- Record list
= = = = = = =
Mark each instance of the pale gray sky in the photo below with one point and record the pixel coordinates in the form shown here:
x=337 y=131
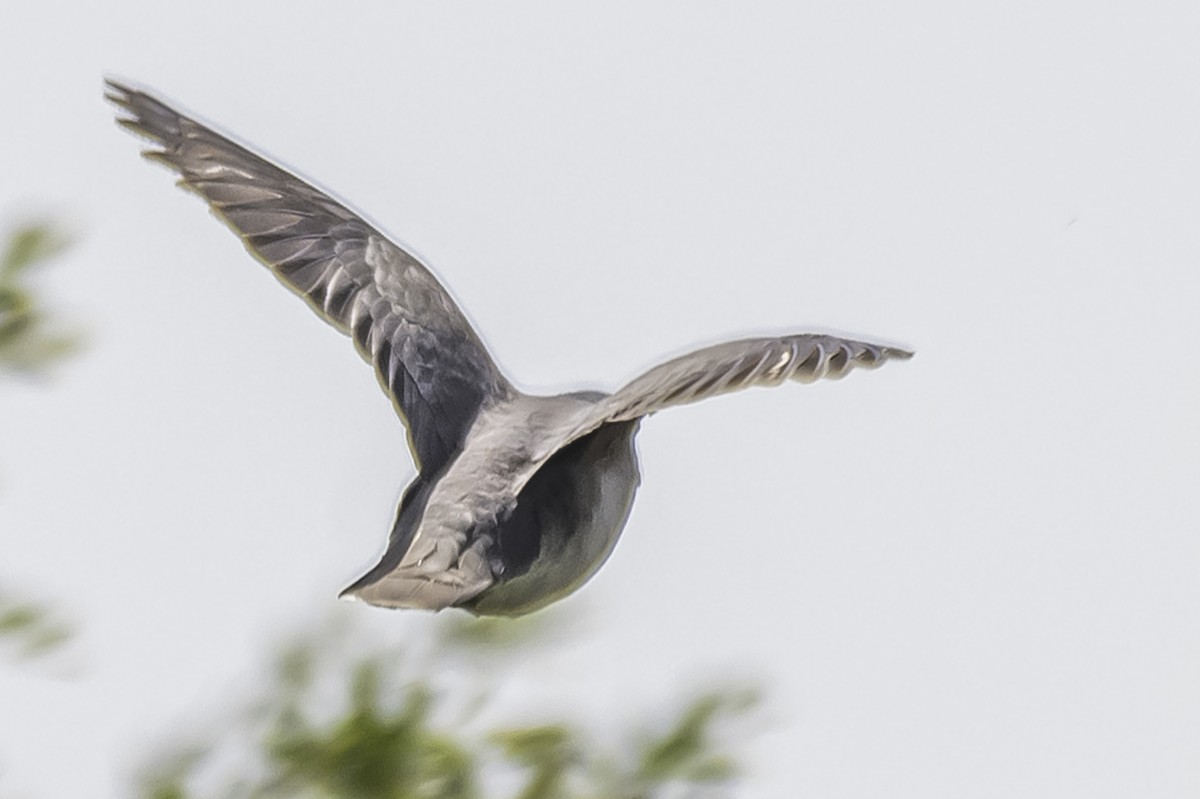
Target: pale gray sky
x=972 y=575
= = = = = = =
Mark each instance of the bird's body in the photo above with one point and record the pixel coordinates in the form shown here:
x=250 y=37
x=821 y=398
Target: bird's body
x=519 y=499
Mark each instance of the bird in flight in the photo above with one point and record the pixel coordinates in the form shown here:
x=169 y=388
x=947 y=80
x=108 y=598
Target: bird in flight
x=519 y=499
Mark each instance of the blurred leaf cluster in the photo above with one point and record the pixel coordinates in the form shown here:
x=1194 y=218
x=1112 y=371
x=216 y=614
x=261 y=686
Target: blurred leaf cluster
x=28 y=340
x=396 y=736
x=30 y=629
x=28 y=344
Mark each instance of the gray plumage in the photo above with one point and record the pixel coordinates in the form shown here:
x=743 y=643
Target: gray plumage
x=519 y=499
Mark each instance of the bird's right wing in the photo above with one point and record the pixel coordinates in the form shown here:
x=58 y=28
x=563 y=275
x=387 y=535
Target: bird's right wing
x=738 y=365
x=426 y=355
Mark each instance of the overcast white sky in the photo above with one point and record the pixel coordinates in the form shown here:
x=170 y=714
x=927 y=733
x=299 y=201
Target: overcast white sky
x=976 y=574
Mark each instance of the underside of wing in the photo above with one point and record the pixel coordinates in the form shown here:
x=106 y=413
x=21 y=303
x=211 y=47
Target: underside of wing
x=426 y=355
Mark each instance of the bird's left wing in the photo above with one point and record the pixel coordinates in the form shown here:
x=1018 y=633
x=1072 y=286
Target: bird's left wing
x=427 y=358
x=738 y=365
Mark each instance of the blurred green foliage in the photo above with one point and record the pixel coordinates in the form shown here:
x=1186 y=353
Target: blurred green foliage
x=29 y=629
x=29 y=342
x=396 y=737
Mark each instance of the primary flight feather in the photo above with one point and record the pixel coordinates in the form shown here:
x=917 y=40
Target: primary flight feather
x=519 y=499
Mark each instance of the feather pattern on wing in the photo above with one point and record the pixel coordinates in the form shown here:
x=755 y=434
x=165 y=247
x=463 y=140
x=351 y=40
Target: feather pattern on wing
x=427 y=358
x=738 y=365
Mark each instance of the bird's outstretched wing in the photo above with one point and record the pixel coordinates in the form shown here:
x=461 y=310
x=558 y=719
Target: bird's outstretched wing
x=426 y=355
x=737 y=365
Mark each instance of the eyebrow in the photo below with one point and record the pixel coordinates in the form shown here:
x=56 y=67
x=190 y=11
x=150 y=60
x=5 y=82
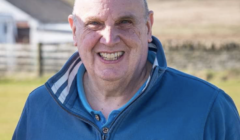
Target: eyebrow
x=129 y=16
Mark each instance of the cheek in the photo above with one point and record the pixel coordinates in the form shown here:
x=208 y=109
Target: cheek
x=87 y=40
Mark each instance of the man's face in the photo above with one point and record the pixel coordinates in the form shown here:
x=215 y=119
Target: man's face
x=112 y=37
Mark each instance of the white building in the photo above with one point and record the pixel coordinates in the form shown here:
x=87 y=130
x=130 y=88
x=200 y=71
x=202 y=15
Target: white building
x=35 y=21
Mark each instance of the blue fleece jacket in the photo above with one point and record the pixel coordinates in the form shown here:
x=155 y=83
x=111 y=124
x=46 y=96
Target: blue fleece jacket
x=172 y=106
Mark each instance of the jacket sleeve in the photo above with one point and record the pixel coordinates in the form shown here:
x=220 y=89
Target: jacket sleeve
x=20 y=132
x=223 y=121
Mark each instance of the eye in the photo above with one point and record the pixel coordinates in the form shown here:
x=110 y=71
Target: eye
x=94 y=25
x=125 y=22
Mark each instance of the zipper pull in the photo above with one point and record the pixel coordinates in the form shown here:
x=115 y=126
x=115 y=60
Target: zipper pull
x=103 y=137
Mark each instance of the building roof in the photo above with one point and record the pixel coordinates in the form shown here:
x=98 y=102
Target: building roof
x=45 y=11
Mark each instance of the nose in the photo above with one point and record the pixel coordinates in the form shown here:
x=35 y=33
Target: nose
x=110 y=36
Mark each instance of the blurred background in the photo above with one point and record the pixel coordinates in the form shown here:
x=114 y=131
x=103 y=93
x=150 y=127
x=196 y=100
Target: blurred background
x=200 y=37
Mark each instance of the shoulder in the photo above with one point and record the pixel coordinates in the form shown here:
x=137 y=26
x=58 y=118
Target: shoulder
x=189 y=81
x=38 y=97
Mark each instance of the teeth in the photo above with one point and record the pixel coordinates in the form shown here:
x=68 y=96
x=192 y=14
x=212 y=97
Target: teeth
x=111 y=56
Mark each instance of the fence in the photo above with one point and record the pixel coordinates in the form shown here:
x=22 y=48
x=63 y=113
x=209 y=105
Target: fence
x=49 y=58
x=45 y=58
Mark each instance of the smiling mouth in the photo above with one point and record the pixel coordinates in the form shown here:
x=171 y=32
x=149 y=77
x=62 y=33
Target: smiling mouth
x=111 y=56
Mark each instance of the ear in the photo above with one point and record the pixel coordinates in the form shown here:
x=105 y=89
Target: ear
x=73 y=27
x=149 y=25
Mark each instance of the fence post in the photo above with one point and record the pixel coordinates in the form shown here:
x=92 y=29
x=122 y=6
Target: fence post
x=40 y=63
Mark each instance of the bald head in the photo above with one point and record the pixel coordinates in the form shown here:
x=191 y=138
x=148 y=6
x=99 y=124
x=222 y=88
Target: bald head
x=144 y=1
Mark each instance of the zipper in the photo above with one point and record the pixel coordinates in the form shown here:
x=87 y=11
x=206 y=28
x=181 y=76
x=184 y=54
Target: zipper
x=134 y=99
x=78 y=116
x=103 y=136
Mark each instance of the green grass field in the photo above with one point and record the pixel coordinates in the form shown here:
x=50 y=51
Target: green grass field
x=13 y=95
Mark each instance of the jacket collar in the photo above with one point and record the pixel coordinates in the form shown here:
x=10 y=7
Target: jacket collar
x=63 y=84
= = = = = = =
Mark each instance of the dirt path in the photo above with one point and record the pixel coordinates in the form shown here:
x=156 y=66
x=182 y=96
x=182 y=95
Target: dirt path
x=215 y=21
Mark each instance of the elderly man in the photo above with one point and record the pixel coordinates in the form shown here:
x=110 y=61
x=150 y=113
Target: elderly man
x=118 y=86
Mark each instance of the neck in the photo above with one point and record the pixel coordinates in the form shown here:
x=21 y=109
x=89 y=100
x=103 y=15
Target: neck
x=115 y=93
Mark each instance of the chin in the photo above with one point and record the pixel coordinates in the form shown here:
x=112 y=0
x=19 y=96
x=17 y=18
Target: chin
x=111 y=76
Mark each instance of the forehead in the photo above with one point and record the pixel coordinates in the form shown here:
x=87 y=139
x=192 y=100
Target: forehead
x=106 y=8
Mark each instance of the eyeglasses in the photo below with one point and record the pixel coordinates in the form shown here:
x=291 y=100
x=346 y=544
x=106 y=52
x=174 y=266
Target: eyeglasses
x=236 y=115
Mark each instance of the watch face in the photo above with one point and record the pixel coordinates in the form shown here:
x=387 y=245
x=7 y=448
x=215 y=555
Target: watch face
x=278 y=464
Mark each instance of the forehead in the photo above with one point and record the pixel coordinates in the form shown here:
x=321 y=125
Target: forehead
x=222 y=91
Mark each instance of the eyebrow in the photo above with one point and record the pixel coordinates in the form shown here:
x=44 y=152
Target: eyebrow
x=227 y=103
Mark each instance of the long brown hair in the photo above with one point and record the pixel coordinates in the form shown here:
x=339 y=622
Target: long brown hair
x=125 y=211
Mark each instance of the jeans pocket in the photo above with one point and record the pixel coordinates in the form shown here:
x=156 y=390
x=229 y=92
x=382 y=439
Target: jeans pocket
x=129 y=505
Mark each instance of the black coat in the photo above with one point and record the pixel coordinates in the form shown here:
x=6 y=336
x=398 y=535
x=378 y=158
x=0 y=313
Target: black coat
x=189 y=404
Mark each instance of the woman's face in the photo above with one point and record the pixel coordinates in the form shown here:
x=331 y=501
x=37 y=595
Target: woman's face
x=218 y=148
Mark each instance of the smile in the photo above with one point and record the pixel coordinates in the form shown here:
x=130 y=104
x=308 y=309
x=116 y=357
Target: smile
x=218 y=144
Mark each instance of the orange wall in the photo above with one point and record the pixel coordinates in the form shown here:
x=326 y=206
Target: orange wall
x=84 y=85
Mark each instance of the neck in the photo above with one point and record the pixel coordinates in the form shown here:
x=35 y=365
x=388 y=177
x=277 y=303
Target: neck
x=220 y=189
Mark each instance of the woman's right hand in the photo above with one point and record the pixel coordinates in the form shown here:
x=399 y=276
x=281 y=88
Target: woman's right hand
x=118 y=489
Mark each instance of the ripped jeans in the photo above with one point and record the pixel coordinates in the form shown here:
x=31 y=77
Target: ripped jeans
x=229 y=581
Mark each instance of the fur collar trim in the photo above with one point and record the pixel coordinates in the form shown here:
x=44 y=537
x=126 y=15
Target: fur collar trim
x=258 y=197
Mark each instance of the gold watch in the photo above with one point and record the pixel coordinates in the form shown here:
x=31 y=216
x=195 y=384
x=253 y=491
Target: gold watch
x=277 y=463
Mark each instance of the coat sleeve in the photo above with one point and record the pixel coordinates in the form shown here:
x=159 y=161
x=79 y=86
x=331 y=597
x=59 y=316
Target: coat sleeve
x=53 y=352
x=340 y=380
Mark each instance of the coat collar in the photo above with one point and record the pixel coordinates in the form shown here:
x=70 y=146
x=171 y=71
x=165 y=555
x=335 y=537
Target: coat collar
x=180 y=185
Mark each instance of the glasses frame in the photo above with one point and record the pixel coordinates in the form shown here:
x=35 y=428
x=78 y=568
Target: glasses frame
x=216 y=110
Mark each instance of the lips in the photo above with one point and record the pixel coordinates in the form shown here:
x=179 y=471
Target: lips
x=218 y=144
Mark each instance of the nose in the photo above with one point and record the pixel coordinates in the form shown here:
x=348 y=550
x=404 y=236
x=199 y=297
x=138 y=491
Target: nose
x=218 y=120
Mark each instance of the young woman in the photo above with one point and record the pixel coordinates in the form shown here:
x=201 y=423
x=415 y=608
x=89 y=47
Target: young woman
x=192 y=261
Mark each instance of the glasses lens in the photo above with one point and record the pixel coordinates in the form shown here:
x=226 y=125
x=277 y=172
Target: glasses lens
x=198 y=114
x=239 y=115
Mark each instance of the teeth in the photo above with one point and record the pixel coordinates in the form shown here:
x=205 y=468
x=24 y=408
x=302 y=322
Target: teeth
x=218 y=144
= = = = = = =
- Objective
Carry over the items from the line with "Mark each instance of the orange" up to and including the line with "x=220 y=189", requests and all, and shift each number in the answer coordinates up by 39.

- Solved problem
Mark each instance of the orange wall in the photo above with one point and record the pixel coordinates in the form shown here:
x=326 y=206
Target: orange wall
x=123 y=124
Mark each instance of the neck in the photo above with one point and record the pixel coordinates in the form shown here:
x=35 y=365
x=388 y=177
x=277 y=303
Target: neck
x=259 y=228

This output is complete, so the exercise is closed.